#### Given text ####

In Latin America, John Paul II abused the Protestant Christians as `wolves’ for targeting the Catholics for conversion! Why the hate for conversions in Latin America and love for it in Asia? Simple, the more efficient conversions by Protestants in Latin America are
endangering the Catholics, but Asia, with its huge and weak heathen population, offers itself almost competition-free for the Church to convert.
Working on his predecessor’s intent to plant the Cross on India, the new Pope Benedict XVI has moved further and virtually abused India for growing religious intolerance and for impeding the church work by anti-conversion laws. Two weeks back when the new Indian ambassador to Vatican, Amitava Tripathi, presented his credentials to the Pope as the head of the Vatican state, the Pope shocked him saying that Indian laws against conversions offend freedom of faith and should be rejected as unconstitutional.
This angered even the normally timid, secular Indian establishment to react sharply, call in Vatican’s charge de affairs in Delhi and tell him sternly of the Indian Government’s strong disapproval of the Pope’s conduct.
But has the Pope the moral authority to fault others for lack of religious freedom? In the Pope’s own Vatican State no faith other than his own is allowed. If the Papacy regards even other Orthodox and Protestant Christians as heretics, where is the question of freedom for idol worshipping heathens to whom the Bible itself denies freedom. The Vatican Constitution is named as `Apostolic Constitution’, that is constitution of Christian missionaries! Spain where till date Catholicism is the state religion has again a treaty with the Papacy. Will the Pope allow freedom of faith in Vatican and sermonise on freedom to those countries?

#### Items ####

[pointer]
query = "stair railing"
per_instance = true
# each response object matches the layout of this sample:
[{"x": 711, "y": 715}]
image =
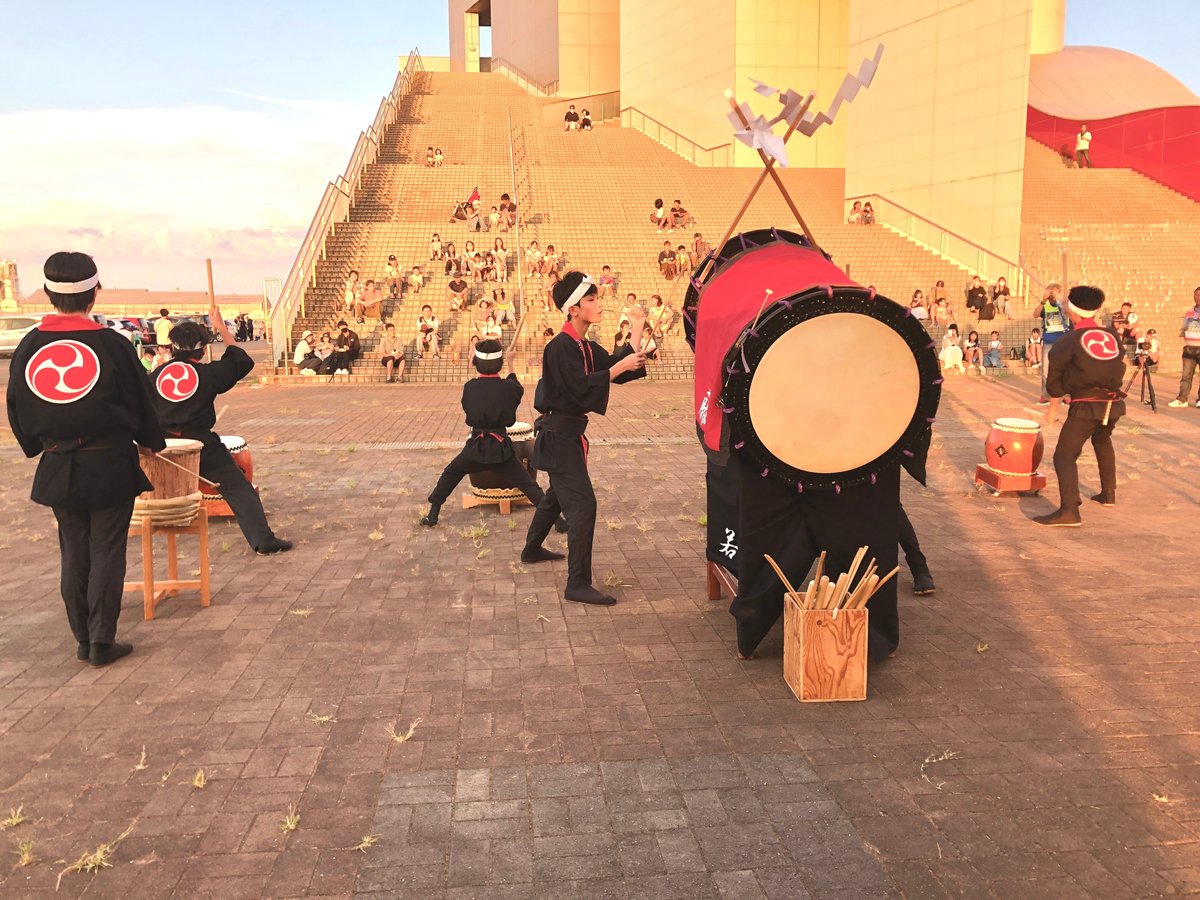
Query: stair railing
[
  {"x": 333, "y": 210},
  {"x": 708, "y": 156},
  {"x": 502, "y": 66},
  {"x": 949, "y": 245}
]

####

§ **Problem set**:
[A] In the passage on the Pope and conversions, condense the paragraph beginning "Working on his predecessor's intent" into a short bulleted list that keeps its main facts.
[B] Write the next paragraph of the passage on the Pope and conversions, picking up after its final sentence.
The data is not needed for this work.

§ **Answers to the exercise**:
[A]
- Building on his predecessor's aim of planting the Cross in India, Pope Benedict XVI has gone further and virtually abused India.
- He faulted India for growing religious intolerance and for impeding church work through anti-conversion laws.
- Two weeks earlier, Amitava Tripathi, the new Indian ambassador to the Vatican, presented his credentials to the Pope as head of the Vatican state.
- The Pope shocked him by saying that Indian laws against conversions offend freedom of faith and should be rejected as unconstitutional.

[B]
Presumably the Pope was misled by his establishment in India. The Churches selling his faith in India have been campaigning, but falsely, that the anti-conversion laws passed by Madhya Pradesh and Orissa States decades earlier and by the Rajasthan and Chhattisgarh
Governments in recent times are unconstitutional. But long before, in 1977, a five-judge Constitution Bench of the Supreme Court had overruled the challenge to anti-conversion laws of MP and Orissa. The Pope’s own agencies in India had challenged the laws. The Court firmly told the soul-harvesters that the religious freedom under the Indian Constitution was limited to the right to propagate one’s faith and did not extend to convert other faithfuls.
The MP Government did not wake up one fine morning and pass this law. In 1950s it had appointed a committee headed by Justice Neogi, which included a Christian member who was also a Gandhian, to study allegations of forcible and fraudulent conversions of tribal and illiterate people by foreign missionaries. The committee submitted a voluminous, unanimous report detailing fraudulent conversions by the Church. The MP Government then under the Congress party merely enacted the recommendations of the Neogi committee. The pontiff of Indian secularism Pundit Jawaharlal Nehru was then the Prime Minister.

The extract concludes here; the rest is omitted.